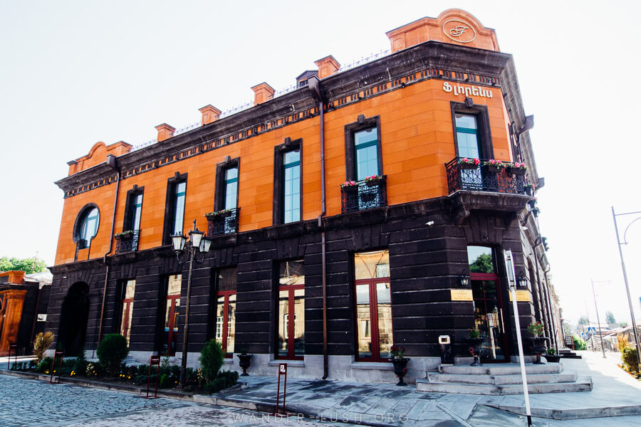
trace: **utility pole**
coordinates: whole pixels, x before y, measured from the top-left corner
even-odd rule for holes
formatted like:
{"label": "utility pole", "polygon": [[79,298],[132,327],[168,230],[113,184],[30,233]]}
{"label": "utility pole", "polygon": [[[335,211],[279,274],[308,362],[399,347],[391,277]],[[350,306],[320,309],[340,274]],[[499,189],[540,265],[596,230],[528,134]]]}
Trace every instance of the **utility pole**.
{"label": "utility pole", "polygon": [[[592,296],[594,297],[594,310],[597,313],[597,325],[599,325],[599,337],[601,339],[601,352],[603,353],[603,359],[605,359],[605,347],[603,347],[603,334],[601,333],[601,322],[599,320],[599,310],[596,306],[596,293],[594,292],[594,280],[590,279],[592,282]],[[593,345],[594,342],[593,342]]]}

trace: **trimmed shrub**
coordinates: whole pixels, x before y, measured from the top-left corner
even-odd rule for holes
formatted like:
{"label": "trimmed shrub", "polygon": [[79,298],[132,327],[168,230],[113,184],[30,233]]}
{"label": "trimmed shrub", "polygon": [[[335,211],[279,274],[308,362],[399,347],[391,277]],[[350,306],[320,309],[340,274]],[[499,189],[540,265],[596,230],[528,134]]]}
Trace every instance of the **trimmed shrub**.
{"label": "trimmed shrub", "polygon": [[33,354],[36,355],[36,364],[42,361],[44,352],[53,342],[53,334],[49,331],[44,333],[40,332],[36,335],[36,338],[33,339]]}
{"label": "trimmed shrub", "polygon": [[95,352],[109,376],[118,376],[120,364],[129,354],[127,339],[120,334],[108,334],[98,344]]}
{"label": "trimmed shrub", "polygon": [[211,339],[205,344],[200,351],[200,367],[207,383],[210,383],[216,378],[216,374],[223,364],[224,354],[220,343]]}
{"label": "trimmed shrub", "polygon": [[36,372],[45,372],[51,369],[51,364],[53,363],[53,359],[51,357],[45,357],[36,367]]}
{"label": "trimmed shrub", "polygon": [[636,372],[639,366],[639,358],[637,357],[637,349],[635,347],[625,347],[623,349],[623,354],[621,354],[621,359],[630,371]]}
{"label": "trimmed shrub", "polygon": [[236,371],[221,371],[213,381],[207,384],[204,391],[207,394],[217,393],[232,386],[238,382],[238,372]]}

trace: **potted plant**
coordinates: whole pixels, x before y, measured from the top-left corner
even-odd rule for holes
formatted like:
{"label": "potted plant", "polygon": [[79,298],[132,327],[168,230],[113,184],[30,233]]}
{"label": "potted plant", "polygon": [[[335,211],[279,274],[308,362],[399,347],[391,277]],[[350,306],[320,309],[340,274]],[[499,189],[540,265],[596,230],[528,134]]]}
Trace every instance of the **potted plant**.
{"label": "potted plant", "polygon": [[460,169],[476,169],[476,167],[481,164],[481,161],[478,159],[468,159],[467,157],[463,157],[462,159],[459,159],[457,164],[459,165]]}
{"label": "potted plant", "polygon": [[116,240],[125,240],[131,237],[133,235],[132,230],[127,230],[127,231],[123,231],[122,233],[116,233],[113,235],[114,238]]}
{"label": "potted plant", "polygon": [[481,344],[483,344],[483,338],[481,332],[476,328],[467,330],[467,344],[469,344],[469,353],[474,357],[474,362],[469,364],[471,367],[480,367],[482,365],[479,359],[481,356]]}
{"label": "potted plant", "polygon": [[528,332],[532,334],[530,339],[532,340],[532,347],[534,350],[534,354],[536,356],[536,360],[533,363],[536,364],[543,364],[541,361],[541,355],[546,351],[546,344],[548,339],[543,337],[543,325],[541,322],[533,322],[528,325]]}
{"label": "potted plant", "polygon": [[509,172],[515,175],[525,175],[528,172],[528,167],[525,163],[519,163],[515,162],[514,164],[510,165]]}
{"label": "potted plant", "polygon": [[248,354],[244,350],[243,350],[240,354],[238,354],[238,359],[239,362],[238,364],[240,365],[240,367],[243,369],[243,373],[241,374],[243,376],[249,376],[249,374],[247,374],[247,369],[249,369],[249,365],[251,364],[250,359],[254,354]]}
{"label": "potted plant", "polygon": [[358,183],[355,181],[345,181],[340,184],[340,188],[347,193],[354,193],[358,190]]}
{"label": "potted plant", "polygon": [[403,376],[407,374],[407,367],[410,359],[405,357],[405,349],[402,347],[392,345],[392,348],[390,349],[390,354],[392,357],[390,359],[390,362],[394,365],[394,373],[396,374],[399,379],[396,385],[407,386],[407,384],[403,382]]}
{"label": "potted plant", "polygon": [[491,159],[488,160],[487,162],[483,164],[483,166],[487,169],[489,172],[500,172],[501,169],[506,167],[509,164],[504,163],[501,160],[495,160]]}
{"label": "potted plant", "polygon": [[550,347],[546,350],[546,360],[553,363],[558,363],[561,360],[561,355],[556,353],[556,349]]}
{"label": "potted plant", "polygon": [[372,175],[365,178],[365,184],[368,186],[380,185],[381,181],[382,181],[382,176],[380,175]]}

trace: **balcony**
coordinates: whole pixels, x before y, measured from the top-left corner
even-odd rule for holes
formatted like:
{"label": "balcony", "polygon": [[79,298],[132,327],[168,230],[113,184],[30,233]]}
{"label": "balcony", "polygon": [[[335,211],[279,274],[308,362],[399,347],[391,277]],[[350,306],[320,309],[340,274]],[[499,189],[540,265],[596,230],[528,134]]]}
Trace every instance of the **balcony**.
{"label": "balcony", "polygon": [[223,209],[205,216],[207,218],[207,236],[214,237],[238,232],[240,208]]}
{"label": "balcony", "polygon": [[527,182],[524,171],[513,172],[510,168],[499,168],[499,172],[491,172],[487,167],[481,166],[486,160],[481,159],[481,165],[473,166],[459,163],[461,159],[455,157],[445,164],[448,194],[458,190],[526,194]]}
{"label": "balcony", "polygon": [[115,234],[113,238],[116,241],[116,255],[137,251],[138,237],[140,235],[140,230],[132,230]]}
{"label": "balcony", "polygon": [[354,212],[387,204],[386,175],[375,181],[363,179],[356,184],[340,189],[341,212]]}

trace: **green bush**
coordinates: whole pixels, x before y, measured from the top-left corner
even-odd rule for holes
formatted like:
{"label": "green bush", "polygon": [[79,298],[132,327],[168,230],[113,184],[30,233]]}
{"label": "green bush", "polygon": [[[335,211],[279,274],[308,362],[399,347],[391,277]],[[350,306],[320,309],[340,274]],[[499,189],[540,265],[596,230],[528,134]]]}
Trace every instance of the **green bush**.
{"label": "green bush", "polygon": [[96,350],[100,364],[110,376],[118,376],[120,364],[129,354],[127,339],[120,334],[108,334],[98,344]]}
{"label": "green bush", "polygon": [[51,369],[51,364],[53,362],[53,359],[51,357],[45,357],[42,359],[38,365],[36,367],[36,372],[44,372],[46,371],[48,371]]}
{"label": "green bush", "polygon": [[202,347],[199,360],[206,382],[214,381],[223,364],[224,359],[222,347],[215,339],[211,339]]}
{"label": "green bush", "polygon": [[630,371],[637,371],[639,366],[639,358],[637,357],[637,349],[635,347],[625,347],[623,349],[621,359]]}
{"label": "green bush", "polygon": [[588,345],[585,344],[585,342],[576,335],[573,335],[572,339],[573,341],[574,341],[574,349],[585,350],[588,348]]}
{"label": "green bush", "polygon": [[217,393],[221,390],[236,385],[237,382],[238,372],[236,371],[221,371],[213,381],[208,382],[205,385],[205,393],[207,394]]}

★ ★ ★ ★ ★ ★ ★

#### [EXERCISE]
Write out all of the material above again word for word, but leave out the pictures.

#### [FINAL RESULT]
trace: **utility pole**
coordinates: whole pixels, x before y, measured from the top-left corner
even-odd rule for holes
formatted like:
{"label": "utility pole", "polygon": [[79,298],[132,327],[168,230],[113,184],[30,233]]}
{"label": "utility pole", "polygon": [[[335,211],[279,274],[308,362],[399,347],[391,277]],[[350,306],[320,309],[340,274]],[[499,189],[540,265],[596,230],[528,134]]]}
Trace every instance of the **utility pole**.
{"label": "utility pole", "polygon": [[[592,296],[594,297],[594,310],[597,313],[597,325],[599,325],[599,337],[601,339],[601,352],[603,353],[603,359],[605,359],[605,347],[603,347],[603,334],[601,333],[601,322],[599,320],[599,310],[596,306],[596,293],[594,292],[594,280],[590,279],[592,282]],[[593,345],[594,342],[593,342]]]}

trace: **trimmed shrub**
coordinates: whole pixels, x before y, measured from the top-left corner
even-odd rule for holes
formatted like:
{"label": "trimmed shrub", "polygon": [[79,298],[132,327],[168,230],[113,184],[30,233]]}
{"label": "trimmed shrub", "polygon": [[[335,211],[279,274],[308,362],[399,347],[391,277]],[[350,306],[320,309],[340,274]],[[499,189],[540,265],[596,230],[528,134]]]}
Trace every instance of the **trimmed shrub**.
{"label": "trimmed shrub", "polygon": [[33,354],[36,355],[36,364],[42,361],[44,352],[53,342],[53,334],[49,331],[44,333],[40,332],[36,335],[36,338],[33,339]]}
{"label": "trimmed shrub", "polygon": [[95,352],[109,376],[118,376],[120,364],[129,354],[127,339],[120,334],[108,334],[98,344]]}
{"label": "trimmed shrub", "polygon": [[211,339],[205,344],[200,351],[200,367],[207,383],[210,383],[216,378],[216,374],[223,364],[224,354],[220,343]]}
{"label": "trimmed shrub", "polygon": [[36,372],[45,372],[51,369],[51,364],[53,363],[53,359],[51,357],[45,357],[36,367]]}
{"label": "trimmed shrub", "polygon": [[636,372],[639,366],[639,358],[637,357],[637,349],[635,347],[625,347],[623,349],[623,354],[621,354],[621,359],[630,371]]}
{"label": "trimmed shrub", "polygon": [[236,371],[221,371],[213,381],[207,384],[204,391],[207,394],[217,393],[232,386],[238,382],[238,372]]}

trace: **potted plant**
coordinates: whole pixels, x before y, measured from the top-left corner
even-odd rule for holes
formatted like:
{"label": "potted plant", "polygon": [[79,298],[132,327],[168,230],[113,184],[30,233]]}
{"label": "potted plant", "polygon": [[[335,211],[279,274],[308,362],[399,347],[391,277]],[[350,306],[320,309],[340,274]],[[499,189],[540,265],[596,230],[528,134]]]}
Trace every instance of the **potted plant**.
{"label": "potted plant", "polygon": [[460,169],[476,169],[476,167],[481,164],[481,161],[478,159],[468,159],[467,157],[463,157],[462,159],[459,159],[457,164],[459,165]]}
{"label": "potted plant", "polygon": [[116,240],[125,240],[131,237],[133,235],[132,230],[127,230],[127,231],[123,231],[122,233],[116,233],[113,235],[114,238]]}
{"label": "potted plant", "polygon": [[481,344],[483,344],[483,338],[481,332],[476,328],[467,330],[467,344],[469,344],[469,353],[474,357],[474,362],[469,364],[471,367],[480,367],[482,365],[479,359],[481,356]]}
{"label": "potted plant", "polygon": [[528,332],[532,334],[530,339],[532,340],[532,347],[534,350],[534,354],[536,356],[536,360],[533,363],[536,364],[543,364],[541,361],[541,355],[546,351],[546,344],[548,339],[543,337],[543,325],[541,322],[533,322],[528,325]]}
{"label": "potted plant", "polygon": [[509,172],[515,175],[525,175],[528,172],[528,167],[525,163],[519,163],[515,162],[514,164],[510,165]]}
{"label": "potted plant", "polygon": [[248,354],[244,350],[243,350],[240,354],[238,354],[238,359],[239,362],[238,364],[240,365],[240,367],[243,369],[243,373],[241,374],[243,376],[249,376],[249,374],[247,374],[247,369],[249,369],[249,365],[251,364],[250,359],[254,354]]}
{"label": "potted plant", "polygon": [[358,183],[355,181],[345,181],[340,184],[340,188],[347,193],[354,193],[358,190]]}
{"label": "potted plant", "polygon": [[403,376],[407,374],[407,367],[410,359],[405,357],[405,349],[402,347],[392,345],[392,348],[390,349],[390,354],[392,357],[390,359],[390,362],[394,365],[394,373],[396,374],[399,379],[396,385],[407,386],[407,384],[403,382]]}
{"label": "potted plant", "polygon": [[491,159],[488,160],[487,162],[483,164],[483,166],[487,169],[489,172],[500,172],[501,169],[506,167],[509,164],[504,163],[501,160],[495,160]]}
{"label": "potted plant", "polygon": [[550,347],[546,350],[546,360],[553,363],[558,363],[561,360],[561,355],[556,353],[556,349]]}
{"label": "potted plant", "polygon": [[372,175],[365,178],[365,184],[368,186],[380,185],[381,181],[382,181],[382,176],[380,175]]}

trace: **balcony**
coordinates: whole pixels, x before y, measured from the top-left corner
even-odd rule for holes
formatted like:
{"label": "balcony", "polygon": [[79,298],[132,327],[168,230],[113,184],[30,233]]}
{"label": "balcony", "polygon": [[[335,211],[279,274],[308,362],[399,347],[391,277]],[[350,306],[320,309],[340,274]],[[499,189],[540,265],[596,230],[528,134]]]}
Trace every instance of the **balcony**.
{"label": "balcony", "polygon": [[223,209],[205,216],[207,218],[207,236],[214,237],[238,232],[240,208]]}
{"label": "balcony", "polygon": [[527,182],[524,171],[513,172],[510,168],[499,168],[499,172],[491,172],[487,167],[481,166],[486,160],[481,159],[481,165],[473,166],[459,163],[461,159],[455,157],[445,164],[448,194],[458,190],[526,194]]}
{"label": "balcony", "polygon": [[115,234],[113,238],[116,241],[116,255],[137,251],[138,237],[140,235],[140,230],[132,230]]}
{"label": "balcony", "polygon": [[354,212],[387,204],[386,175],[375,181],[363,179],[356,184],[340,189],[341,212]]}

trace: **green bush**
coordinates: whole pixels, x before y, measured from the top-left corner
even-odd rule for holes
formatted like:
{"label": "green bush", "polygon": [[79,298],[132,327],[168,230],[113,184],[30,233]]}
{"label": "green bush", "polygon": [[[335,211],[279,274],[308,362],[399,347],[391,277]],[[350,306],[320,309],[340,274]],[[499,189],[540,265],[596,230],[528,134]]]}
Trace every instance of the **green bush**.
{"label": "green bush", "polygon": [[96,350],[100,364],[110,376],[118,376],[120,364],[129,354],[127,339],[120,334],[108,334],[98,344]]}
{"label": "green bush", "polygon": [[51,369],[51,364],[53,362],[53,359],[51,357],[45,357],[42,359],[38,365],[36,367],[36,372],[44,372],[46,371],[48,371]]}
{"label": "green bush", "polygon": [[202,347],[199,360],[206,382],[214,381],[223,364],[224,359],[222,347],[215,339],[211,339]]}
{"label": "green bush", "polygon": [[630,371],[637,371],[639,366],[639,358],[637,357],[637,349],[635,347],[625,347],[623,349],[621,359]]}
{"label": "green bush", "polygon": [[588,345],[585,344],[585,342],[576,335],[573,335],[572,339],[573,341],[574,341],[574,349],[585,350],[588,348]]}
{"label": "green bush", "polygon": [[217,393],[221,390],[236,385],[237,382],[238,372],[236,371],[221,371],[213,381],[208,382],[205,385],[205,393],[207,394]]}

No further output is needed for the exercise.